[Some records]
━━━━━━

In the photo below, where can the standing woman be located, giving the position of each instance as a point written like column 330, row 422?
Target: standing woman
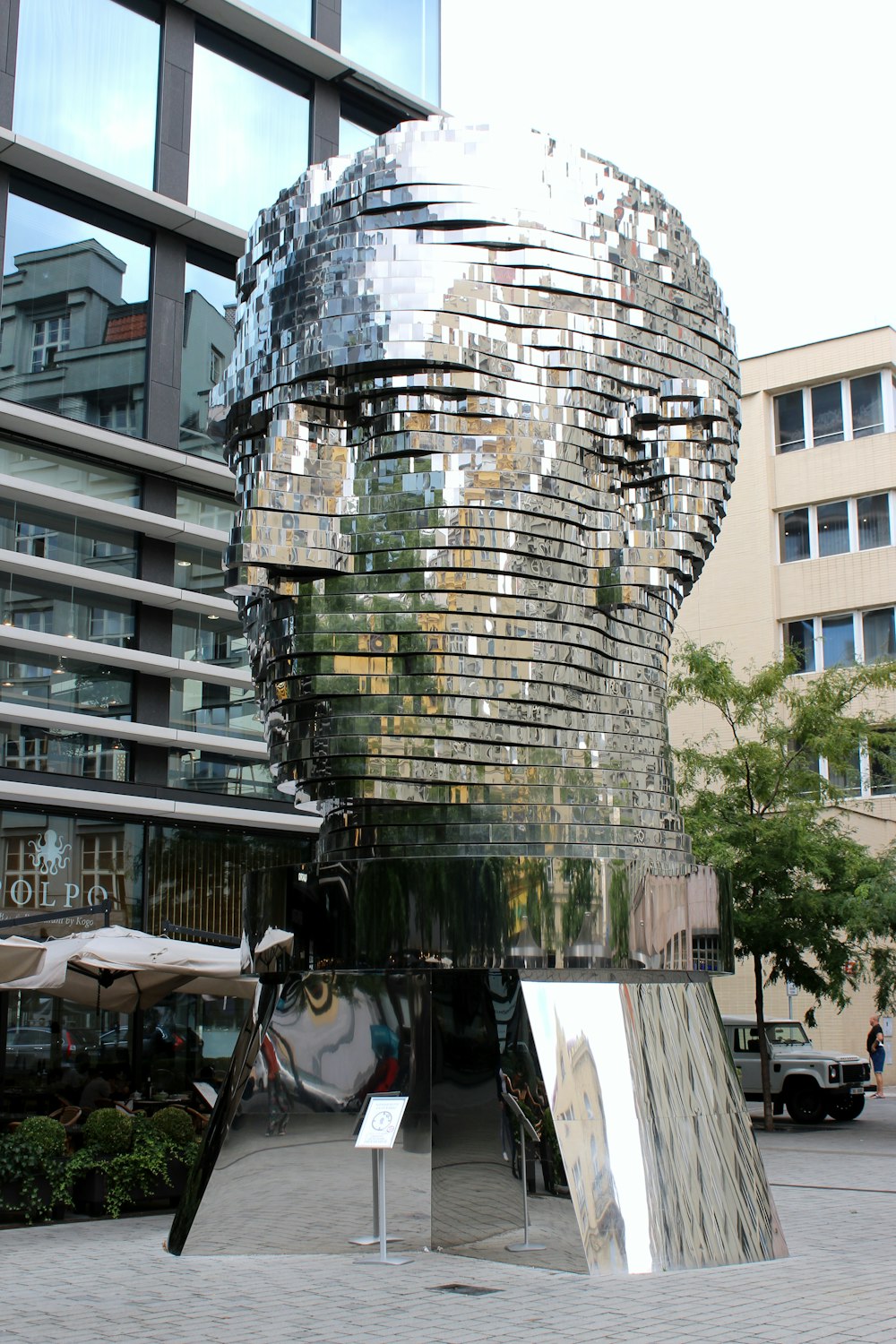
column 877, row 1053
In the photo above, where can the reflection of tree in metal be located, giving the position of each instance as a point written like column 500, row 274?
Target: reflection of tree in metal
column 578, row 1107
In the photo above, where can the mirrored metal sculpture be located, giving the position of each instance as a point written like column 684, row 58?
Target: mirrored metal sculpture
column 482, row 416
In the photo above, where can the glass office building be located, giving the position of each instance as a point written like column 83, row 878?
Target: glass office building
column 137, row 142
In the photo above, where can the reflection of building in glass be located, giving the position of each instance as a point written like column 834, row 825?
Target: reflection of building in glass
column 209, row 343
column 126, row 709
column 73, row 346
column 70, row 343
column 582, row 1133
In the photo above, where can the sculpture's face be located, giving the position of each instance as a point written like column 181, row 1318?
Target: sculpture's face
column 484, row 413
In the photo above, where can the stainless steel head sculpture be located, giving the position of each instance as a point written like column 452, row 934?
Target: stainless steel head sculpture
column 484, row 422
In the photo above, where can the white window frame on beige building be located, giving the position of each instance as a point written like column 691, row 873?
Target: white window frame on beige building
column 888, row 410
column 855, row 539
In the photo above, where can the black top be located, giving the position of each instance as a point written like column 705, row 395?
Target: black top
column 874, row 1039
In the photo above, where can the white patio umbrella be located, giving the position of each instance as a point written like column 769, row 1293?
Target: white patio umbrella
column 123, row 969
column 21, row 956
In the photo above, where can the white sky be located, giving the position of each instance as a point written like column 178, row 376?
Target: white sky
column 766, row 123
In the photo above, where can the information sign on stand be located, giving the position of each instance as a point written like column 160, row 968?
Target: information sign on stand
column 378, row 1129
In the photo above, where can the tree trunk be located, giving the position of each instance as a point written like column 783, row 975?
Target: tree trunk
column 769, row 1117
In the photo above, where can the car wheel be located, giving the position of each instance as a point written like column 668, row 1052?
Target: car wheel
column 847, row 1107
column 805, row 1104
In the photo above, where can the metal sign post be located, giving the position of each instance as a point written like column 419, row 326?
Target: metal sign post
column 373, row 1238
column 525, row 1128
column 378, row 1129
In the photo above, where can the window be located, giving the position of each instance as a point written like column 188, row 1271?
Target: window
column 398, row 39
column 65, row 472
column 882, row 754
column 833, row 529
column 210, row 304
column 801, row 640
column 877, row 628
column 705, row 951
column 214, row 511
column 199, row 569
column 86, row 83
column 874, row 521
column 50, row 339
column 82, row 359
column 831, row 642
column 263, row 125
column 813, row 417
column 66, row 538
column 352, row 137
column 826, row 414
column 821, row 530
column 847, row 776
column 794, row 535
column 837, row 640
column 868, row 408
column 788, row 421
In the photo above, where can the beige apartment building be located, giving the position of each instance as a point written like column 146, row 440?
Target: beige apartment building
column 807, row 556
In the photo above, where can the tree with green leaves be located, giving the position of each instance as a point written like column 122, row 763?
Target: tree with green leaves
column 758, row 806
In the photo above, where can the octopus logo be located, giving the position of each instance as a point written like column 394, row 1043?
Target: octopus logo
column 50, row 855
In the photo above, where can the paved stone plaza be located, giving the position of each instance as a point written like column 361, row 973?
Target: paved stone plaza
column 97, row 1282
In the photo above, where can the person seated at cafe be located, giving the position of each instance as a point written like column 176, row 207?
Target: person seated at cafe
column 121, row 1085
column 96, row 1091
column 74, row 1075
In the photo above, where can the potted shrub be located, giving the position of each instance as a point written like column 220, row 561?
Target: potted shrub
column 34, row 1177
column 182, row 1144
column 131, row 1160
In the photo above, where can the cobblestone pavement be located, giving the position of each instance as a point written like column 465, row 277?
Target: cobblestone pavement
column 101, row 1282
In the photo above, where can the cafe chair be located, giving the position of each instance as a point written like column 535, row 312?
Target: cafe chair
column 66, row 1115
column 198, row 1118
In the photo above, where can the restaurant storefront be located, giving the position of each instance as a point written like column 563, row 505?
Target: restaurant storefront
column 65, row 873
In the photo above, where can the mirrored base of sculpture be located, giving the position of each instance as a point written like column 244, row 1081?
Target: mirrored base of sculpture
column 643, row 1158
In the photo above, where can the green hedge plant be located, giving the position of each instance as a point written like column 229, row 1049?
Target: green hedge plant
column 34, row 1172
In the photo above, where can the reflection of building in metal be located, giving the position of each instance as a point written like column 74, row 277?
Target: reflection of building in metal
column 70, row 343
column 474, row 488
column 582, row 1133
column 677, row 921
column 707, row 1193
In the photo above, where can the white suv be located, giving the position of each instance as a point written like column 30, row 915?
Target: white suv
column 812, row 1083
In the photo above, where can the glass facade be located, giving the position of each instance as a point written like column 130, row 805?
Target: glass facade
column 209, row 343
column 209, row 707
column 67, row 472
column 70, row 613
column 198, row 569
column 833, row 411
column 66, row 538
column 125, row 327
column 75, row 311
column 67, row 685
column 202, row 637
column 86, row 83
column 56, row 750
column 249, row 137
column 398, row 39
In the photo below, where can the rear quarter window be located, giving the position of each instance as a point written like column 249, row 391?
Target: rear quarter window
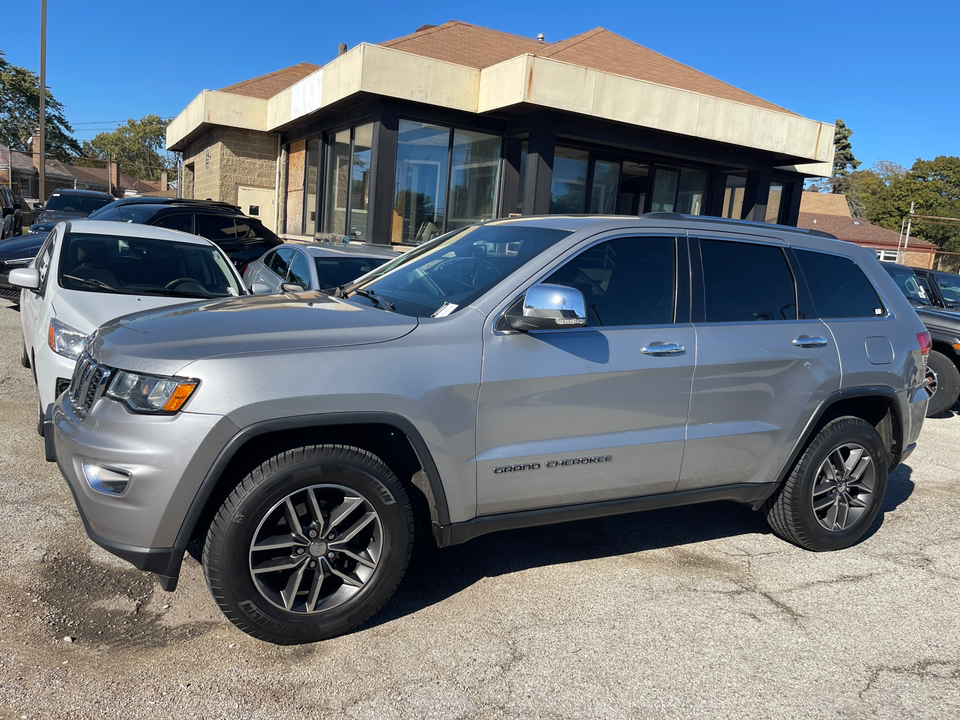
column 838, row 286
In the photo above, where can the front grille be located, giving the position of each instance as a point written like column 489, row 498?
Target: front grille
column 89, row 383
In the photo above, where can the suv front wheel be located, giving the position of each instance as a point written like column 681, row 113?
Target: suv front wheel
column 835, row 490
column 312, row 543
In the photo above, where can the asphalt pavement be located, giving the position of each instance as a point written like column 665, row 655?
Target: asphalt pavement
column 690, row 612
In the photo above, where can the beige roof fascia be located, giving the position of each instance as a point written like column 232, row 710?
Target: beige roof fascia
column 525, row 79
column 573, row 88
column 211, row 108
column 376, row 70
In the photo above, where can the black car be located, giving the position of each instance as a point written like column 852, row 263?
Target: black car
column 11, row 208
column 943, row 288
column 943, row 362
column 17, row 252
column 67, row 204
column 243, row 238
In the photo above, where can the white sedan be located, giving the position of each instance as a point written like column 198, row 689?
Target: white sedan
column 89, row 272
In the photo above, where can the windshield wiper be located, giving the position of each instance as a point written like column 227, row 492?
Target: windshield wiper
column 376, row 299
column 91, row 282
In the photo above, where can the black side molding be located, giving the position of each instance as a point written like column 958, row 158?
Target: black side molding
column 752, row 494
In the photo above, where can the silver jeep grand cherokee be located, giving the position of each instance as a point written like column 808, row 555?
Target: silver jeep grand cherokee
column 521, row 372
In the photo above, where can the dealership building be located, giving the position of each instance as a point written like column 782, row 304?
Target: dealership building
column 457, row 123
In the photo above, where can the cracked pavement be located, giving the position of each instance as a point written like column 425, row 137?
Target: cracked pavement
column 668, row 614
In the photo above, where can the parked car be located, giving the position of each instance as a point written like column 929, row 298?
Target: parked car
column 319, row 266
column 520, row 372
column 943, row 362
column 942, row 288
column 11, row 217
column 67, row 204
column 243, row 238
column 89, row 272
column 15, row 253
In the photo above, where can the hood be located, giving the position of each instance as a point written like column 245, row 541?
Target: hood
column 86, row 311
column 164, row 341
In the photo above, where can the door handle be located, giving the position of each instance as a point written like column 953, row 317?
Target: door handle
column 808, row 341
column 663, row 349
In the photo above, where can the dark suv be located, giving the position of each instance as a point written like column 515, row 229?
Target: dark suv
column 11, row 219
column 243, row 238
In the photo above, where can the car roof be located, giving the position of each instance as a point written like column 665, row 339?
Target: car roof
column 86, row 193
column 346, row 250
column 134, row 230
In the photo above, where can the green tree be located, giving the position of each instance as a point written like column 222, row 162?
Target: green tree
column 20, row 114
column 139, row 145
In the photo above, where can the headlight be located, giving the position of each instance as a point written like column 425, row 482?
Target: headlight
column 151, row 394
column 65, row 340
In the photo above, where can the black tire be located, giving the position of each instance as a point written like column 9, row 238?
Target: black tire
column 835, row 490
column 943, row 381
column 292, row 587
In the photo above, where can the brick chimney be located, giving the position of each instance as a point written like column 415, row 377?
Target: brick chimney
column 113, row 176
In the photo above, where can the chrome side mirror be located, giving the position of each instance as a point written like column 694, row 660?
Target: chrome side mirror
column 28, row 278
column 548, row 307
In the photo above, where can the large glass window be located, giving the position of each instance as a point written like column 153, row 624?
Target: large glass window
column 747, row 282
column 347, row 186
column 568, row 190
column 310, row 187
column 733, row 196
column 473, row 179
column 626, row 281
column 447, row 178
column 603, row 192
column 774, row 202
column 422, row 158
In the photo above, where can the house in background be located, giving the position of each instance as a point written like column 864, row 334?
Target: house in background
column 396, row 142
column 830, row 213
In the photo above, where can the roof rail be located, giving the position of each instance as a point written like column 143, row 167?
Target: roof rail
column 737, row 223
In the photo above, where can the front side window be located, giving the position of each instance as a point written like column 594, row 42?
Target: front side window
column 626, row 281
column 839, row 288
column 453, row 270
column 746, row 282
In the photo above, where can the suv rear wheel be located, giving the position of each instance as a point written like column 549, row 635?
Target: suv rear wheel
column 835, row 490
column 310, row 544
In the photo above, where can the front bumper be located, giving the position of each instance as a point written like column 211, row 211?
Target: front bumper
column 166, row 458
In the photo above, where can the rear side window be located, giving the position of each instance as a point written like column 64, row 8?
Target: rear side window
column 746, row 282
column 838, row 286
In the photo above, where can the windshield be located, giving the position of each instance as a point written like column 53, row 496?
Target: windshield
column 949, row 285
column 453, row 270
column 907, row 282
column 144, row 266
column 76, row 203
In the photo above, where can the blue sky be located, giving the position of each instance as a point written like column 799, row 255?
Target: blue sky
column 890, row 70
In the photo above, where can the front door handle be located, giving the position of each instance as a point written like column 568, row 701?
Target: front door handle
column 663, row 349
column 808, row 341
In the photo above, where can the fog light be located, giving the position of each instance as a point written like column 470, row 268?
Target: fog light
column 106, row 480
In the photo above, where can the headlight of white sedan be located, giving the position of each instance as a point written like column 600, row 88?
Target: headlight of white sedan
column 149, row 393
column 65, row 340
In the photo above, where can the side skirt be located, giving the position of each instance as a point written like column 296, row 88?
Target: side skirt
column 752, row 494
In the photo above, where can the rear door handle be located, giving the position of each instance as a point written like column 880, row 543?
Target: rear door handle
column 663, row 349
column 808, row 341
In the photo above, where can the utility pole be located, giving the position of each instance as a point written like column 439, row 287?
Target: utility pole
column 42, row 167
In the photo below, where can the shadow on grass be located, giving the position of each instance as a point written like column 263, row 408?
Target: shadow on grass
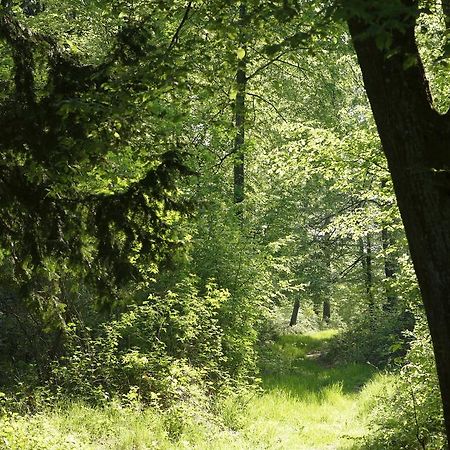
column 300, row 371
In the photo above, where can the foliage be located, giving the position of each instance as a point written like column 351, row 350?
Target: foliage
column 409, row 414
column 167, row 349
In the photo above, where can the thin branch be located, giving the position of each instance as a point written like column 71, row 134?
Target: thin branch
column 176, row 36
column 269, row 103
column 266, row 65
column 350, row 267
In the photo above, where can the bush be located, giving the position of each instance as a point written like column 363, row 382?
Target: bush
column 182, row 346
column 378, row 339
column 410, row 414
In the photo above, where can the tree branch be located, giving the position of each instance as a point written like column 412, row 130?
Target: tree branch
column 269, row 103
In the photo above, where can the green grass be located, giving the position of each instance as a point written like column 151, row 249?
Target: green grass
column 304, row 404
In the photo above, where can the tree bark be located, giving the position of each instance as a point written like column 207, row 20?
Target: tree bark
column 389, row 269
column 366, row 261
column 294, row 316
column 240, row 110
column 415, row 140
column 326, row 313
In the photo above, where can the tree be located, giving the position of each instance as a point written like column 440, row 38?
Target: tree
column 88, row 141
column 415, row 140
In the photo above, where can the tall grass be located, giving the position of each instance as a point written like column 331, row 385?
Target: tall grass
column 304, row 404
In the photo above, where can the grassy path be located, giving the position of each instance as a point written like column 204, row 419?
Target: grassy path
column 305, row 404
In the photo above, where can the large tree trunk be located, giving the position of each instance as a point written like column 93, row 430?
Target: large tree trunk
column 416, row 142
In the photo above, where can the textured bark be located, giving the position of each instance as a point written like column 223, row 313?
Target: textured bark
column 326, row 312
column 366, row 261
column 415, row 140
column 294, row 316
column 390, row 268
column 240, row 110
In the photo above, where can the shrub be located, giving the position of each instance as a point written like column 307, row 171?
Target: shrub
column 180, row 346
column 410, row 414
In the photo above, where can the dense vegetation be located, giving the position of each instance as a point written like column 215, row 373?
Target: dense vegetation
column 200, row 243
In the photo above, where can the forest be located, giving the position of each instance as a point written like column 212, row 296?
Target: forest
column 224, row 224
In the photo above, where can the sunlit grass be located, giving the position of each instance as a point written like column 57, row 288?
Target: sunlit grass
column 305, row 404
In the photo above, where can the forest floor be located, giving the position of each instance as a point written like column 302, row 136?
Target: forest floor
column 304, row 403
column 308, row 404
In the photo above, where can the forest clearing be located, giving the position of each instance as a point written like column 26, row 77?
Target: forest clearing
column 303, row 404
column 224, row 224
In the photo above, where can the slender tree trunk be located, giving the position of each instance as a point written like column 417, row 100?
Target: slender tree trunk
column 389, row 269
column 294, row 316
column 415, row 140
column 326, row 313
column 366, row 261
column 240, row 112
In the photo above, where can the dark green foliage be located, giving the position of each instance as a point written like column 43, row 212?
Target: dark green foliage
column 410, row 414
column 163, row 349
column 377, row 338
column 88, row 164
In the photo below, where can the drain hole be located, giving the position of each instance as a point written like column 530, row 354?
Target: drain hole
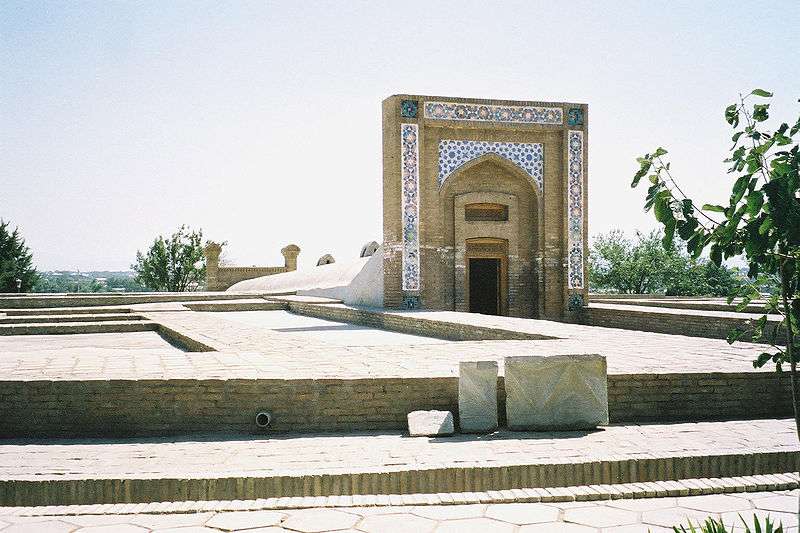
column 263, row 419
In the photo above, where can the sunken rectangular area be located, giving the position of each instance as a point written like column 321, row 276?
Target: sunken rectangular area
column 324, row 330
column 310, row 384
column 59, row 472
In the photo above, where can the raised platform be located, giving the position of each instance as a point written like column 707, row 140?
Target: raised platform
column 58, row 472
column 317, row 375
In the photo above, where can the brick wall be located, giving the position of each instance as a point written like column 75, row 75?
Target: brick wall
column 169, row 407
column 693, row 325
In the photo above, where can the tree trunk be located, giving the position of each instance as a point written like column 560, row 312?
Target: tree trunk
column 795, row 380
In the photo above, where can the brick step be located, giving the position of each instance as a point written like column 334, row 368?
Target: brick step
column 68, row 317
column 32, row 301
column 40, row 311
column 75, row 327
column 208, row 467
column 251, row 305
column 689, row 322
column 617, row 491
column 598, row 480
column 224, row 403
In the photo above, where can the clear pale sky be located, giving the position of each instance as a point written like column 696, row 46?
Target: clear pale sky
column 259, row 122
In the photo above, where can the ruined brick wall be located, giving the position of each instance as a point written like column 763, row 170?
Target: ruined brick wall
column 168, row 407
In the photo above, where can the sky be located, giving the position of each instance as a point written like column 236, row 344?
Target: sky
column 259, row 122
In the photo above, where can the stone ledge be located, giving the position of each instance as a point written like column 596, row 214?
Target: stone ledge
column 661, row 473
column 656, row 489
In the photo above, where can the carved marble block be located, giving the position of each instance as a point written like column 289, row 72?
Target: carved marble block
column 477, row 396
column 430, row 423
column 557, row 392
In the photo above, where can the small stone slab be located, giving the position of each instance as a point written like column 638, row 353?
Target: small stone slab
column 477, row 396
column 556, row 392
column 430, row 423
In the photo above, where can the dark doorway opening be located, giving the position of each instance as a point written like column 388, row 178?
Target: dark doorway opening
column 484, row 286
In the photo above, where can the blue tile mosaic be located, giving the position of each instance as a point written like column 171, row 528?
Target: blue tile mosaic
column 575, row 116
column 493, row 113
column 408, row 108
column 575, row 209
column 409, row 161
column 455, row 153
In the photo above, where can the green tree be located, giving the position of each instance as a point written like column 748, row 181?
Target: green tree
column 632, row 267
column 645, row 266
column 172, row 264
column 16, row 261
column 760, row 222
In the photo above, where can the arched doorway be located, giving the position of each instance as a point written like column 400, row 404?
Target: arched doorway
column 491, row 212
column 487, row 275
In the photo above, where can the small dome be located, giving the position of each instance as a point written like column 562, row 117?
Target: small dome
column 368, row 249
column 326, row 259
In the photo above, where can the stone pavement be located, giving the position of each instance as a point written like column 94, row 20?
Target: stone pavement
column 656, row 515
column 192, row 457
column 250, row 351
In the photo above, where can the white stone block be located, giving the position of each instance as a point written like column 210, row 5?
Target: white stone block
column 557, row 392
column 430, row 423
column 477, row 396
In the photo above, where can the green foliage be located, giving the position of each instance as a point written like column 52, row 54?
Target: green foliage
column 16, row 261
column 172, row 264
column 760, row 222
column 712, row 525
column 646, row 266
column 62, row 281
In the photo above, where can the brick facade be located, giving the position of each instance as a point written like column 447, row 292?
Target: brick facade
column 425, row 191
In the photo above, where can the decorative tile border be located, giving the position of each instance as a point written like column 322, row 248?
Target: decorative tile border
column 409, row 163
column 454, row 153
column 493, row 113
column 575, row 209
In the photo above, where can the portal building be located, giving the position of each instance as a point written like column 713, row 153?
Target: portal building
column 484, row 205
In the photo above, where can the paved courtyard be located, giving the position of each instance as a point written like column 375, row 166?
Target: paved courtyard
column 656, row 515
column 277, row 344
column 363, row 452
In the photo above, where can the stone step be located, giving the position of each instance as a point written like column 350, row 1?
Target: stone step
column 31, row 301
column 618, row 491
column 247, row 305
column 39, row 311
column 63, row 328
column 87, row 472
column 68, row 317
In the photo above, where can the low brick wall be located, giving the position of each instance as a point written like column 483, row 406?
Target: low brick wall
column 657, row 321
column 408, row 324
column 171, row 407
column 472, row 479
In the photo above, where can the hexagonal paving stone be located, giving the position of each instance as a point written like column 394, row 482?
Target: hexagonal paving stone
column 230, row 521
column 396, row 523
column 600, row 516
column 642, row 504
column 714, row 503
column 317, row 520
column 196, row 529
column 474, row 525
column 732, row 518
column 102, row 519
column 114, row 528
column 557, row 527
column 522, row 513
column 449, row 512
column 674, row 517
column 787, row 504
column 637, row 528
column 163, row 521
column 43, row 526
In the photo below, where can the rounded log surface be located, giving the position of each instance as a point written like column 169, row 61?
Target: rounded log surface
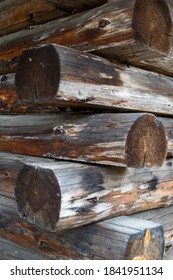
column 41, row 70
column 146, row 142
column 38, row 196
column 152, row 24
column 38, row 74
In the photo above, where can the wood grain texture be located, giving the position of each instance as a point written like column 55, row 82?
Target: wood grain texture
column 134, row 140
column 10, row 250
column 66, row 77
column 163, row 216
column 115, row 239
column 76, row 5
column 111, row 30
column 91, row 193
column 94, row 193
column 21, row 14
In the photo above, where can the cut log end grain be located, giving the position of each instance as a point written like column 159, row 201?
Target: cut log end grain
column 146, row 143
column 41, row 72
column 152, row 24
column 38, row 74
column 38, row 196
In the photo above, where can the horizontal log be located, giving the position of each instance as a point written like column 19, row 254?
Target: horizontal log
column 21, row 14
column 79, row 5
column 133, row 140
column 94, row 193
column 12, row 251
column 114, row 29
column 120, row 238
column 91, row 193
column 66, row 77
column 163, row 216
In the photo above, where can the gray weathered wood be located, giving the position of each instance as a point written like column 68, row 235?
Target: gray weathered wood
column 115, row 29
column 66, row 77
column 76, row 5
column 95, row 193
column 115, row 239
column 134, row 140
column 21, row 14
column 13, row 251
column 91, row 193
column 163, row 216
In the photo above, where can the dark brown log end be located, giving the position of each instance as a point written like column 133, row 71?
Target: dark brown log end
column 38, row 74
column 152, row 24
column 146, row 143
column 38, row 196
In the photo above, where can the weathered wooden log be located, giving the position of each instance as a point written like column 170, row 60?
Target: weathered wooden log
column 59, row 76
column 163, row 216
column 78, row 5
column 120, row 238
column 17, row 15
column 12, row 251
column 91, row 195
column 133, row 140
column 117, row 29
column 100, row 192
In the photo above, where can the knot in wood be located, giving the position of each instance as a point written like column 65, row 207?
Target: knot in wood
column 38, row 196
column 146, row 143
column 103, row 23
column 152, row 24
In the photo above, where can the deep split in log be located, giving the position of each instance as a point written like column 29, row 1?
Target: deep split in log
column 78, row 5
column 91, row 193
column 82, row 194
column 134, row 140
column 115, row 30
column 60, row 76
column 163, row 216
column 120, row 238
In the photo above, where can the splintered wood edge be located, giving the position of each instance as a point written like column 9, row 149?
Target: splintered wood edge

━━━━━━

» WRITTEN EXERCISE: Exactly and exclusively, repeat the lines from the line that contains "In the photo above, where can the deep" through the end of the records, both ends included.

» SOLVED EXERCISE:
In the photo above, where can the deep split in log be located, giving the position of each instance as a point written like column 29, row 1?
Target: deep split in log
column 78, row 5
column 91, row 193
column 82, row 194
column 134, row 140
column 115, row 30
column 60, row 76
column 163, row 216
column 120, row 238
In the photo above, where can the splintered wood edge be located, giving the position of each instance as a point written like column 9, row 149?
Target: splintered wood edge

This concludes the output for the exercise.